Collected data entries
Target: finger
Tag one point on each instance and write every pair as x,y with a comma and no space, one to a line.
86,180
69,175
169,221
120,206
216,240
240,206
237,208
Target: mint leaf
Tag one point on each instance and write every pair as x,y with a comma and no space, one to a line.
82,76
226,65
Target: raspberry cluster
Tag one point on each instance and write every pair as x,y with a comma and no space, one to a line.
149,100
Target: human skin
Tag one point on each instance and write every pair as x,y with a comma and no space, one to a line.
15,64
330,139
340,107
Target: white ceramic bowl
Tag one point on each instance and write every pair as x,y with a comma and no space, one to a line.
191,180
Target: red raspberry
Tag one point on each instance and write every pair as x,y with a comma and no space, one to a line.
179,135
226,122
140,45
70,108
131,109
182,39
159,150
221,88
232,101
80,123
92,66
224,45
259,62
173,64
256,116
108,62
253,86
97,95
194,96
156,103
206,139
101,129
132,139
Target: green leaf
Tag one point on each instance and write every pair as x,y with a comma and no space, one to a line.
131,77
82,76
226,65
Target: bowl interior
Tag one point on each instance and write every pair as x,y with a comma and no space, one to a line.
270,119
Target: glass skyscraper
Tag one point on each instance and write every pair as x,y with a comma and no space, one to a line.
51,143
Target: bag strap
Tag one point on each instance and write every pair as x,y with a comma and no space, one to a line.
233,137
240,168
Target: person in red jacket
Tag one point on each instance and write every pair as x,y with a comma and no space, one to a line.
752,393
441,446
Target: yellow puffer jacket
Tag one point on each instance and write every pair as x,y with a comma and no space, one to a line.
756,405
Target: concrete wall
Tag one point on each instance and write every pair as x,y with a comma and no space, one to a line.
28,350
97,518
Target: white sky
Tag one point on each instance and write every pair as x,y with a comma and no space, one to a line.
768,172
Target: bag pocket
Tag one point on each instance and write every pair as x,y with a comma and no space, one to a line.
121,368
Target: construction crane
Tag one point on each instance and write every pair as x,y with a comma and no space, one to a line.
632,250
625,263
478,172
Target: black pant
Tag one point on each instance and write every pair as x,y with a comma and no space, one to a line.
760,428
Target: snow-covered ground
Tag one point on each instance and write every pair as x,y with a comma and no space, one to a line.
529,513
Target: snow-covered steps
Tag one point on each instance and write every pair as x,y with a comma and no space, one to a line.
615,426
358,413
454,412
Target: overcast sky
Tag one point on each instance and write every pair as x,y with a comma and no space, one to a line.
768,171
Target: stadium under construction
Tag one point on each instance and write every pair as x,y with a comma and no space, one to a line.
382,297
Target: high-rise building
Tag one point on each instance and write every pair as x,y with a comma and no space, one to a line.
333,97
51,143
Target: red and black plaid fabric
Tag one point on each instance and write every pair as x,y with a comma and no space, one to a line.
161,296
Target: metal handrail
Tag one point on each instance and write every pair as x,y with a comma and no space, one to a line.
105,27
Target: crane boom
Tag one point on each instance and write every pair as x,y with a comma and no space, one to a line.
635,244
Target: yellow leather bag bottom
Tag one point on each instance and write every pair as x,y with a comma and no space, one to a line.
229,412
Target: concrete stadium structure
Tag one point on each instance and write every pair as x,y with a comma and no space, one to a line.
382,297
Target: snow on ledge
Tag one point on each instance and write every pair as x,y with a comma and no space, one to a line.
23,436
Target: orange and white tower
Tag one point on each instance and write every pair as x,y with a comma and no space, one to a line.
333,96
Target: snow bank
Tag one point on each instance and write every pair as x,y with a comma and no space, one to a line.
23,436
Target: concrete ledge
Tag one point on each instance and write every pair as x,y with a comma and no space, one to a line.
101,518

- _Task directions_
Having read the entries above, set each one down again exactly.

- _Output below_
Target: finger
Tag one point on each instance and write every pair as x,y with a comma and no space, one to a line.
86,180
69,175
169,221
120,206
216,240
240,206
237,208
Target: mint leaf
Tag one point on each instance and write every pair as x,y with a comma and no space, one to a line.
82,76
226,65
Target: raspberry cluster
Tag one point on each instance and write every pair as x,y with a comma and no space, one to a line.
149,100
Target: human skin
Tag one point on each instance and write every pair as x,y with a comma and no space, one to a line.
15,64
330,139
340,107
Target: white ceramic bowl
Tag one point on each instance and write every pair as x,y with a comma and no space, one to a line.
191,180
Target: red raspberry
Tag one point on each instance and write every pair as x,y with a comma and no space, one to a line.
179,135
226,122
140,45
70,108
131,109
182,39
159,150
221,88
232,101
80,123
92,66
224,45
259,62
173,64
256,116
108,62
253,86
97,95
194,96
156,103
206,139
101,129
132,139
Target: green leaf
Tag one point on each instance and write every pair as x,y with a comma and no space, one to a line.
131,77
82,76
226,65
Target: bowl interior
Tag one point on each instance and write every pair as x,y with a comma and no space, one to a line.
270,119
Target: glass skyscraper
Tag one point on each instance and write every pair as x,y with a comma and no space, one to a line.
51,143
Target: bag strap
Tag one point on each instance and write every pair as x,y with a comma and no space, one to a line.
233,137
240,168
Target: person in red jacket
Tag one point on each instance and write every pair as x,y with a comma and no space, one to a line.
752,393
441,446
Target: yellow puffer jacket
Tag one point on each instance and write every pair as x,y with a comma and no space, one to a line.
756,405
Target: concrete wall
Tag one point on each instance and write every pair as x,y with a comma and no space, one to a line.
28,350
97,518
Target: white sky
Tag one point on each instance and write every pair as x,y with a comma and no space, one to a line.
768,172
Target: bag pocket
Tag one point on each instance and write every pair as x,y with a comma and no space, one to a line.
121,368
Target: construction crane
Tag one point on each instance and write every pair as x,y with a comma and no space, one to a line.
632,250
625,263
478,172
Target: black pant
Tag one point on each instance and write every pair as x,y with a comma and no space, one to a line.
760,428
Target: snow-covered ground
Tag one point on each instance and write every pair as x,y with a comma and no space, one to a line.
529,513
Target: snow-covered steps
Tag one point on each instance and write every pair as x,y with a comma and no space, one to a line.
615,426
358,413
454,412
Target: overcast sky
Tag one point on each instance and write every pair as x,y with a comma and no space, one to a line.
768,171
Target: stadium under construction
Tag one point on each instance and write every pair as x,y with a comma and no space, one to a line.
382,297
Target: high-rise building
Tag one point on each instance and write every pair as x,y with a comma and no space, one to a line.
333,97
51,143
Target: red and black plaid fabric
Tag one point on each instance and write every pair as x,y with a comma and no space, one to a line.
161,296
Target: metal handrail
Tag one point on each instance and write every pair as x,y with a comma and no space, one to a line.
105,27
Target: crane boom
Tag one point on each instance and write every pair as x,y with a comma and no space, one to a line.
635,244
Target: yellow leather bag bottom
Tag one point on each instance and write every pair as x,y with a comma and no space, one to a line.
229,412
Target: concrete stadium structure
Tag one point on each instance and write every pair as x,y with a comma and no space, one to a line.
382,297
Target: snow on ledge
Tag one point on each instance and write every pair as x,y with a comma and no space, one to a line.
23,436
Target: orange and white tower
Tag one point on each instance and write every pair as x,y with a comma and no space, one to a line.
333,96
Target: snow bank
Tag one point on each instance and write every pair as x,y with a comma and no space, one to a line.
23,436
Target: concrete ledge
Tag one point on each instance and write every pair as x,y with a comma and no space, one to a line.
101,518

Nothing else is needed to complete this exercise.